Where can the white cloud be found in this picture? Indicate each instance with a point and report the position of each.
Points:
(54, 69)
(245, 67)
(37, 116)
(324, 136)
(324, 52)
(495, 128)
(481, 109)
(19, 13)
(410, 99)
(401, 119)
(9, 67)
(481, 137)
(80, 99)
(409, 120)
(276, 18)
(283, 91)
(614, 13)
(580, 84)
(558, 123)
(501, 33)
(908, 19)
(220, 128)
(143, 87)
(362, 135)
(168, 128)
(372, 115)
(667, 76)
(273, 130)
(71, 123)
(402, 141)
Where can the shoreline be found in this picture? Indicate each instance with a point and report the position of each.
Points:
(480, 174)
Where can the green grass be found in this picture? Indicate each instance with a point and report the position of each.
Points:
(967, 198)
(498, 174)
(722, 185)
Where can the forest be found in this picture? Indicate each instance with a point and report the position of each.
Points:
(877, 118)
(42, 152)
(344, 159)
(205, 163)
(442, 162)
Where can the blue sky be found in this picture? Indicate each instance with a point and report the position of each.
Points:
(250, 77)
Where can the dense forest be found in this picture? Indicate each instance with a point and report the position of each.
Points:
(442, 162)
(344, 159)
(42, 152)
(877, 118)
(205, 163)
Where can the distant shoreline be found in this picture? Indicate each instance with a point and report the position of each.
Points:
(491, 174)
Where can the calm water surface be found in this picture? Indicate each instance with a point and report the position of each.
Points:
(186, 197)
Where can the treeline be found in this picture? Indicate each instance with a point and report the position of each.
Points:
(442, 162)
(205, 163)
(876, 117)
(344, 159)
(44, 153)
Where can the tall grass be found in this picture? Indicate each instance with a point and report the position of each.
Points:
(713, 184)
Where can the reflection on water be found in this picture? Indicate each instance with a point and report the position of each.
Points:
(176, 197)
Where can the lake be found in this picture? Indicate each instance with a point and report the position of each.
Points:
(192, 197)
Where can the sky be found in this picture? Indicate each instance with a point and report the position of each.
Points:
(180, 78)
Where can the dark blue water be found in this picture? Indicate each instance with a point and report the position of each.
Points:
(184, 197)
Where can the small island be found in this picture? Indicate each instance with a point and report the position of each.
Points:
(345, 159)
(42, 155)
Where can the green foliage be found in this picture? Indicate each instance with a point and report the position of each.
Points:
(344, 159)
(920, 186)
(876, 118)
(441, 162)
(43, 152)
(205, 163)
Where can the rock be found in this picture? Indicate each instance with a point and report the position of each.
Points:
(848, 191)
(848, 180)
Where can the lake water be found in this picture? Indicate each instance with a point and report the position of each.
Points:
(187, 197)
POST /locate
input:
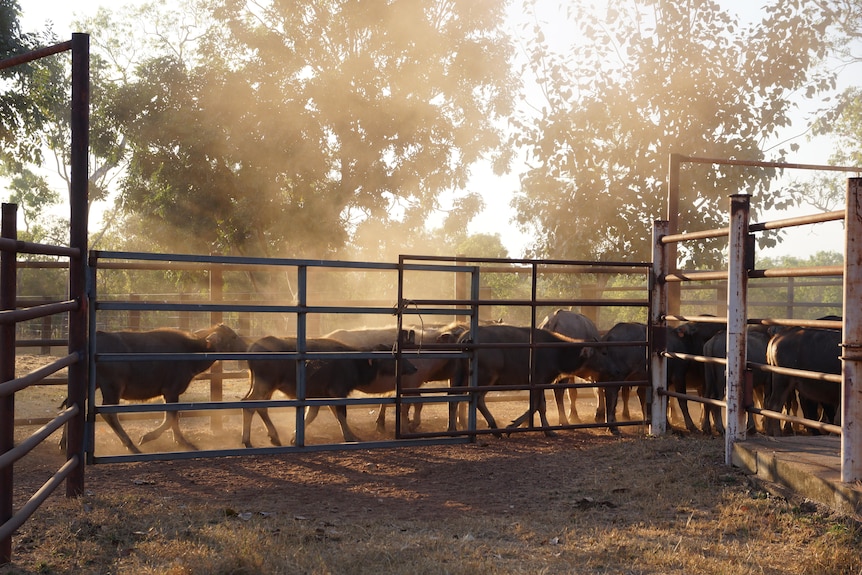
::::::
--- AIM OF THE EXERCISE ---
Identify every line in the items above that contains the word "shoreline", and copy each of those lines.

--- SOLUTION ---
Where can the shoreline be found in this picture? Indicate each instance with a point and report the position of each.
Where can the distant shoreline be found in this picture? Indicate each instance with a point and report the position of each.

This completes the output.